● **WHAT YOU SHOULD DO**: Print the lines from the one with "in bird's beak</item>?" to the one with "POLYGON ((558 549, 558" exactly as they appear in the records below, with both of those lines included.

● **DATA SUPPLIED**:

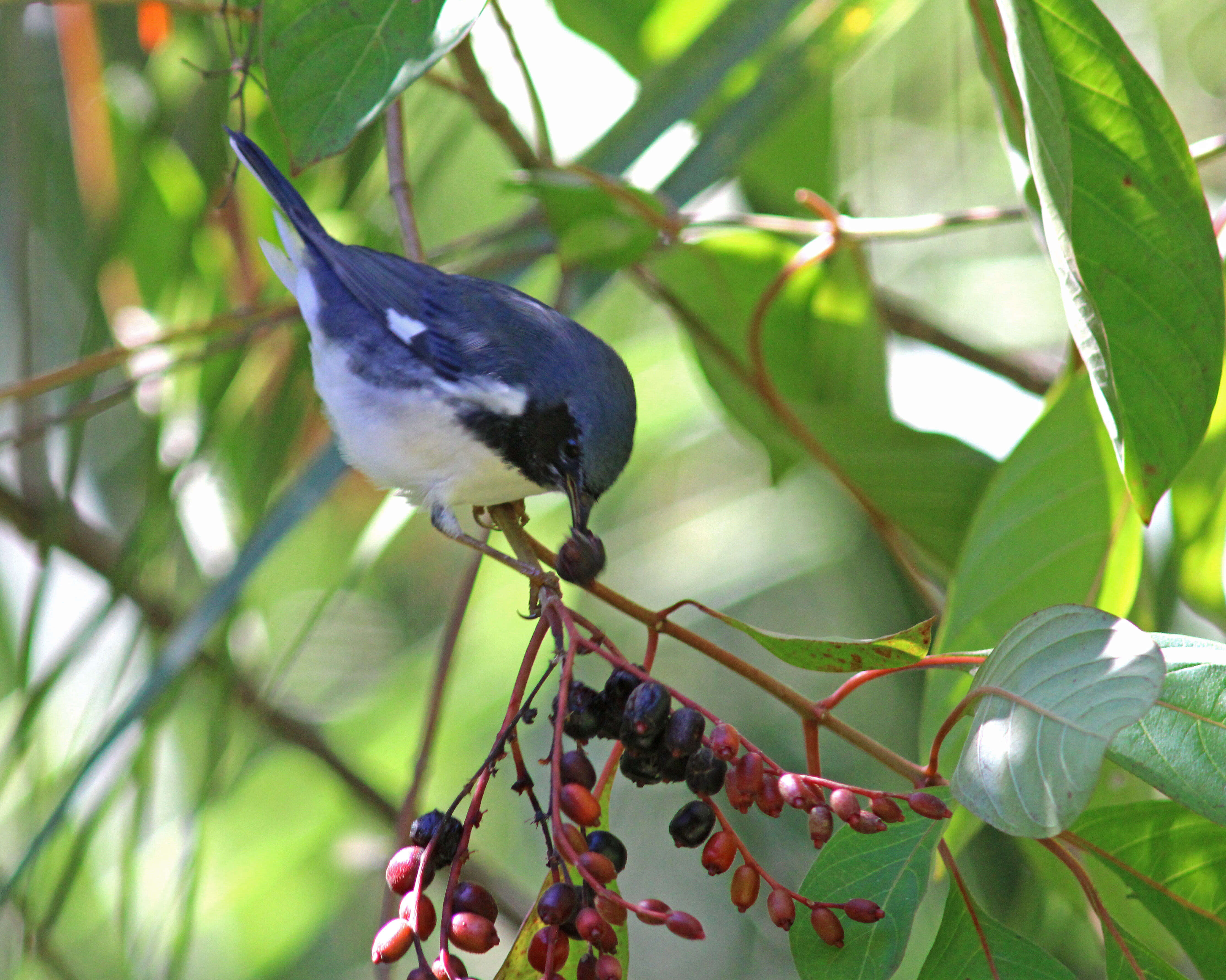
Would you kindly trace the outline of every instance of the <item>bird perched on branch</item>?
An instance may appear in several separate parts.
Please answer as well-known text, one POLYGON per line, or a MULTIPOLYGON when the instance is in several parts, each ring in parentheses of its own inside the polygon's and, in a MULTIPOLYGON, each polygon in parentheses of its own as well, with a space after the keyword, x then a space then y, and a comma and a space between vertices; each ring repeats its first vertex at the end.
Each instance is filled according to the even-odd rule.
POLYGON ((613 348, 501 283, 342 245, 260 147, 227 132, 288 218, 275 216, 284 252, 260 245, 306 321, 315 387, 346 458, 499 559, 454 508, 562 491, 573 528, 558 571, 595 578, 604 548, 587 517, 634 441, 634 382, 613 348))

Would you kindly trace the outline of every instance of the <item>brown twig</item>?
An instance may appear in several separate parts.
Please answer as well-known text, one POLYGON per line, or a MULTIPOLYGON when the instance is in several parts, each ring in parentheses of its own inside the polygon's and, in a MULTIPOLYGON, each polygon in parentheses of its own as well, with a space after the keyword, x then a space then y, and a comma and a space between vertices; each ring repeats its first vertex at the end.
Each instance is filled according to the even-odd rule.
POLYGON ((532 72, 528 71, 528 62, 524 60, 524 51, 520 50, 520 43, 515 39, 515 31, 511 29, 510 21, 503 13, 501 4, 498 0, 490 0, 489 5, 494 9, 494 20, 498 21, 503 34, 506 36, 511 56, 515 59, 515 64, 519 65, 520 75, 524 78, 524 87, 528 93, 528 102, 532 104, 532 124, 536 127, 537 157, 541 158, 541 163, 546 167, 553 167, 553 146, 549 143, 549 126, 544 120, 544 107, 541 105, 541 96, 532 81, 532 72))
POLYGON ((541 160, 532 151, 532 147, 528 146, 528 141, 524 138, 524 134, 511 121, 511 114, 506 111, 506 107, 498 100, 498 96, 489 87, 485 72, 482 71, 481 65, 477 62, 477 56, 472 51, 471 36, 466 37, 451 50, 451 58, 460 70, 460 77, 463 78, 463 94, 477 110, 477 115, 503 141, 503 145, 520 167, 525 170, 538 169, 541 160))
POLYGON ((983 957, 988 962, 988 969, 992 971, 992 978, 993 980, 1000 980, 1000 974, 996 968, 996 958, 992 956, 992 947, 988 946, 988 937, 983 933, 983 926, 980 925, 978 913, 975 911, 975 900, 971 898, 971 893, 966 889, 966 882, 962 881, 962 872, 958 870, 958 862, 954 861, 954 854, 944 839, 937 842, 937 850, 940 853, 940 860, 944 861, 945 867, 949 869, 949 876, 954 880, 954 884, 958 886, 958 891, 962 895, 962 902, 966 904, 966 911, 971 916, 971 925, 975 926, 975 935, 980 937, 980 947, 983 949, 983 957))
POLYGON ((1133 956, 1133 951, 1128 948, 1128 943, 1124 942, 1124 937, 1121 936, 1119 930, 1116 929, 1114 921, 1107 913, 1107 907, 1102 904, 1102 899, 1098 897, 1098 891, 1094 887, 1094 882, 1090 881, 1090 876, 1085 873, 1085 869, 1081 867, 1076 858, 1069 854, 1068 850, 1057 840, 1049 837, 1043 837, 1038 839, 1038 843, 1054 854, 1064 864, 1064 866, 1073 872, 1073 877, 1078 880, 1078 884, 1081 886, 1081 891, 1085 892, 1085 897, 1090 902, 1090 908, 1095 910, 1098 920, 1119 946, 1119 951, 1124 954, 1124 959, 1128 960, 1128 965, 1132 967, 1133 973, 1137 974, 1137 980, 1145 980, 1145 971, 1141 970, 1140 964, 1137 962, 1137 957, 1133 956))
POLYGON ((408 167, 405 160, 405 107, 402 99, 392 99, 384 113, 387 141, 387 189, 396 205, 396 219, 400 222, 400 238, 405 244, 405 255, 414 262, 425 261, 422 249, 422 235, 413 214, 413 187, 408 183, 408 167))

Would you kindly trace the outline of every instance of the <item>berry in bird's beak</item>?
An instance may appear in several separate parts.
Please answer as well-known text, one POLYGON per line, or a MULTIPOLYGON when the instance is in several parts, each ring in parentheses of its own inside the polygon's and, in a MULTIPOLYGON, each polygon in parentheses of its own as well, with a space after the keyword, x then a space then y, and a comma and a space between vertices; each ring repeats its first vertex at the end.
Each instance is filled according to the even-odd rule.
POLYGON ((558 549, 558 575, 566 582, 586 586, 604 567, 604 545, 590 530, 573 529, 558 549))

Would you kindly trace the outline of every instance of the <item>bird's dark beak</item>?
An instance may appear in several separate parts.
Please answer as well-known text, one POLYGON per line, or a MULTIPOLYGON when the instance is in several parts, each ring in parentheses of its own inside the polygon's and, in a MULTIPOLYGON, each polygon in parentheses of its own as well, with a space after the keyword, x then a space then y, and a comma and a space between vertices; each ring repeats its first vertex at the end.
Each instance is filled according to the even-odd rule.
POLYGON ((570 523, 575 530, 587 533, 587 518, 596 499, 584 492, 571 474, 566 474, 566 499, 570 501, 570 523))

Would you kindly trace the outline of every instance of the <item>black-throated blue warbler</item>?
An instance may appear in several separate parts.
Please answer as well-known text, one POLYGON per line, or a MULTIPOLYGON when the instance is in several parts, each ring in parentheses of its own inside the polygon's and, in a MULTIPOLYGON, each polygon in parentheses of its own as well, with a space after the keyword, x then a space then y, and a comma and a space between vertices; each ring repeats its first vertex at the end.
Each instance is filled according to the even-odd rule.
POLYGON ((275 214, 284 252, 260 245, 306 321, 346 458, 474 546, 456 506, 562 491, 573 529, 559 572, 595 578, 604 549, 587 517, 634 442, 634 382, 613 348, 509 285, 342 245, 260 147, 227 132, 289 221, 275 214))

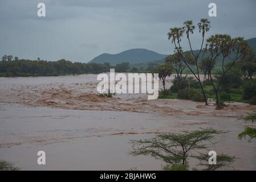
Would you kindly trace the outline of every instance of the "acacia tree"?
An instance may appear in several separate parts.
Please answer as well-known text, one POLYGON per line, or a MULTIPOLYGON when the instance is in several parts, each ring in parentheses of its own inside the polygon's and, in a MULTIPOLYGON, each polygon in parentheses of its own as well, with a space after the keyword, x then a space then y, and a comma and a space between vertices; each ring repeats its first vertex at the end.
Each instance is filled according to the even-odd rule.
POLYGON ((168 34, 168 39, 171 40, 172 43, 174 44, 175 49, 177 50, 178 53, 180 55, 181 59, 184 61, 185 64, 189 68, 190 71, 193 73, 196 80, 198 81, 202 92, 204 95, 205 104, 208 105, 207 102, 207 98, 205 95, 205 92, 204 89, 203 85, 202 84, 200 76, 199 71, 199 62, 202 59, 202 56, 201 56, 201 53, 203 49, 203 45, 204 43, 205 33, 210 30, 210 22, 207 19, 201 19, 200 22, 197 24, 199 33, 202 35, 202 43, 201 44, 199 51, 197 53, 194 52, 192 49, 192 46, 190 39, 190 34, 194 33, 194 30, 195 26, 193 24, 192 20, 188 20, 184 22, 184 27, 182 28, 170 28, 170 32, 168 34), (189 42, 190 52, 194 57, 194 61, 189 63, 188 60, 186 60, 186 58, 183 56, 182 49, 181 46, 181 38, 183 36, 183 34, 186 35, 186 38, 189 42), (194 71, 193 68, 196 68, 196 71, 194 71))
POLYGON ((253 74, 256 72, 256 56, 251 48, 249 48, 250 54, 238 61, 238 67, 241 69, 245 80, 253 79, 253 74))
POLYGON ((247 43, 241 37, 231 39, 228 35, 216 34, 209 38, 206 42, 205 51, 209 52, 210 56, 210 78, 216 97, 216 105, 220 108, 221 106, 218 92, 225 74, 234 66, 238 60, 245 57, 246 55, 250 53, 247 52, 247 43), (221 59, 222 74, 218 82, 214 81, 212 71, 213 65, 220 58, 221 59), (229 60, 230 63, 226 65, 225 61, 227 60, 229 60))
POLYGON ((164 86, 164 94, 165 94, 165 79, 167 76, 170 76, 173 72, 172 65, 170 63, 165 63, 161 65, 154 72, 159 73, 159 78, 162 80, 162 86, 164 86))

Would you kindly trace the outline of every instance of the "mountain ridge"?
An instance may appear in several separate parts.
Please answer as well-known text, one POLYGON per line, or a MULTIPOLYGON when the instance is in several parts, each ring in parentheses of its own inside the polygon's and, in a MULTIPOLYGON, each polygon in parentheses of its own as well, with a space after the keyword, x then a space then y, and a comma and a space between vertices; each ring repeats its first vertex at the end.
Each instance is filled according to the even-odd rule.
POLYGON ((104 53, 95 57, 89 63, 108 62, 111 65, 116 65, 122 62, 128 62, 131 64, 147 63, 163 59, 167 55, 160 54, 145 48, 133 48, 116 54, 104 53))

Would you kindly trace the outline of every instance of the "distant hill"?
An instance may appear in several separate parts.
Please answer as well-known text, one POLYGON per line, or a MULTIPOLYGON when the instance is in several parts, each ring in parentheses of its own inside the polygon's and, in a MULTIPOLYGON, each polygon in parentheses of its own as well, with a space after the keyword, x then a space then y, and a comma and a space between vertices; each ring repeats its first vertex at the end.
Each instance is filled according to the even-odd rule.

● **EXERCISE OUTPUT**:
Would you kindly trace the outline of every instance of the <item>berry in bird's beak</item>?
An instance may appear in several separate parts.
Please answer as well-known text, one POLYGON per line, or a MULTIPOLYGON when the instance is in several parts, each ring in parentheses of its own inside the polygon's and, in a MULTIPOLYGON, each polygon in parentheses of its own as well, with a space after the keyword, x then a space then y, and a comma and a space between vertices; each ring repeats its first vertex at the end.
Each instance is filled according to the even-odd rule.
POLYGON ((558 549, 558 575, 566 582, 586 586, 604 567, 604 545, 590 530, 573 529, 558 549))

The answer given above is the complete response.